→ **PROVIDED ENTRIES**:
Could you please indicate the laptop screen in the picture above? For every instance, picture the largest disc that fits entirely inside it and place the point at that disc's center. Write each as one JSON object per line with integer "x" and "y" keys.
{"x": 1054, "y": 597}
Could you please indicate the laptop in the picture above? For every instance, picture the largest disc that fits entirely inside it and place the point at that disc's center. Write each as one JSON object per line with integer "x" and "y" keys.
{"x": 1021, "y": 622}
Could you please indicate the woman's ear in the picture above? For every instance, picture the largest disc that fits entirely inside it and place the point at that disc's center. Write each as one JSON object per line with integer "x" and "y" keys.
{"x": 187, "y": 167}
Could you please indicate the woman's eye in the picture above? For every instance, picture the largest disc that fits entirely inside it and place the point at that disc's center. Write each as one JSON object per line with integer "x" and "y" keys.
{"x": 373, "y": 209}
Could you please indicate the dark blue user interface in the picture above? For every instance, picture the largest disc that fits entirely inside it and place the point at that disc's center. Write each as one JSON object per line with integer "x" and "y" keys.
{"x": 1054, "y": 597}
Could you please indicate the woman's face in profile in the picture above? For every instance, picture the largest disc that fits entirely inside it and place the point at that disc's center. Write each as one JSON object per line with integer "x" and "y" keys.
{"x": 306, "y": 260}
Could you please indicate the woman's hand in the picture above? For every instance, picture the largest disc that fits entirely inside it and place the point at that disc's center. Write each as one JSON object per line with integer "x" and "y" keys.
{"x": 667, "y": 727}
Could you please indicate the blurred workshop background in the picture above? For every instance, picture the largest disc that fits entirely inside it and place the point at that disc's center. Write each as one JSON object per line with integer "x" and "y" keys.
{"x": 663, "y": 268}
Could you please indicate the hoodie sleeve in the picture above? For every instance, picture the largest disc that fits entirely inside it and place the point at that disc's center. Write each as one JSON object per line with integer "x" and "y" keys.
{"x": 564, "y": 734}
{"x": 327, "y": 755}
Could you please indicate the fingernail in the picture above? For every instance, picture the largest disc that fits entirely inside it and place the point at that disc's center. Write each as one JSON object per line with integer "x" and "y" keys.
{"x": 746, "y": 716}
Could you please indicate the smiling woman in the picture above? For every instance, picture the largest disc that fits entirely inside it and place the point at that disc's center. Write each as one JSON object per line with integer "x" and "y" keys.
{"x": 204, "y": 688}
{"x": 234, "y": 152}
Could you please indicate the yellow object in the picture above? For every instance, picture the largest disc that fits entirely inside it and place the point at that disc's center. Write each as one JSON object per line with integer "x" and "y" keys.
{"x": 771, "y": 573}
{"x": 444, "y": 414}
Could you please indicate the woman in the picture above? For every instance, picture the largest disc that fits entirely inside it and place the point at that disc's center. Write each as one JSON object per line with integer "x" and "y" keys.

→ **THE PROBLEM**:
What is needed is an exact repetition of all the entries above.

→ **EXERCISE RESPONSE**:
Could you please indicate the laptop screen in the picture above? For every instance, picture the largest disc that fits entirely inside it and place the point at that disc's center. Write each as one JSON object per line with integer "x" and "y" keys.
{"x": 1054, "y": 597}
Could you please indicate the laptop in the picture above? For every instance, picture the largest disc that fits entirely inside it and place the point at that disc's center. Write each as one JSON object per line with integer "x" and "y" keys.
{"x": 1021, "y": 622}
Could you please indicate the woman's ear in the picture above? For every instance, picture the largest disc that fits entirely inside it and place the point at that disc's center. Write each as one JSON object per line with integer "x" and "y" keys.
{"x": 187, "y": 167}
Could you please indicate the woman's eye in the picture above? For every instance, picture the largest disc that fits entirely inside it and place the point at that disc's center. Write each as one JSON object per line with integer "x" and "y" keys.
{"x": 373, "y": 209}
Could you please indicate the dark blue user interface in the picture above? For every instance, picture the largest disc that fits entirely inside it and place the point at that disc's center. Write each as one JSON object per line with integer "x" and "y" keys.
{"x": 1054, "y": 597}
Could you please indicate the woman's face in profile in the picture above? For every instance, picture the largest disc that fits entirely inside it and place the point at that disc's center. Write each as one JSON object per line with integer "x" and "y" keys.
{"x": 306, "y": 260}
Could you please indicate the woman's hand in the picture above? For every instance, picture the largest disc that fits entirely inside it and place the point at that disc's center. Write each as one JSON object per line with integer "x" and "y" keys.
{"x": 667, "y": 727}
Could you please indicate the blurred workshop background in the picture above? For every instance, picture the largest disc that fits entirely inside it and place the point at that disc's center. Write each as one JSON object per line with integer "x" and "y" keys.
{"x": 663, "y": 268}
Could you please indicate the hoodie sleeve in the picture above? For every instance, picture the largest disc that fits entirely inside it and place the point at that disc's center. Write each as one JSON object per line with integer "x" and "y" keys.
{"x": 564, "y": 734}
{"x": 327, "y": 755}
Could you please indicate the fingernail in the picture above? For every instance, picture the largest disc that fits entirely inside it and place the point at that disc's center. Write each as one JSON object per line with integer "x" and "y" keys.
{"x": 746, "y": 716}
Could you please indicate the smiling woman in the picture above? For every instance, picture the largest disc that fits entirely inside it and place the point at that disc's center. Write each as one JSON object per line with integer "x" and "y" keys.
{"x": 204, "y": 688}
{"x": 234, "y": 152}
Could you please indicate the yellow object in the picture above? For every instance, picture the largest disc that fits entirely inside it and place the point at that disc's center. Write each as one JSON object per line with integer "x" and "y" keys.
{"x": 771, "y": 573}
{"x": 444, "y": 414}
Could you please indicate the woman in the picture above? For every instance, picture the largest disc that fits entirely inside it and place the point at that disc's center. Write each as one JSON object per line with integer "x" and "y" keys.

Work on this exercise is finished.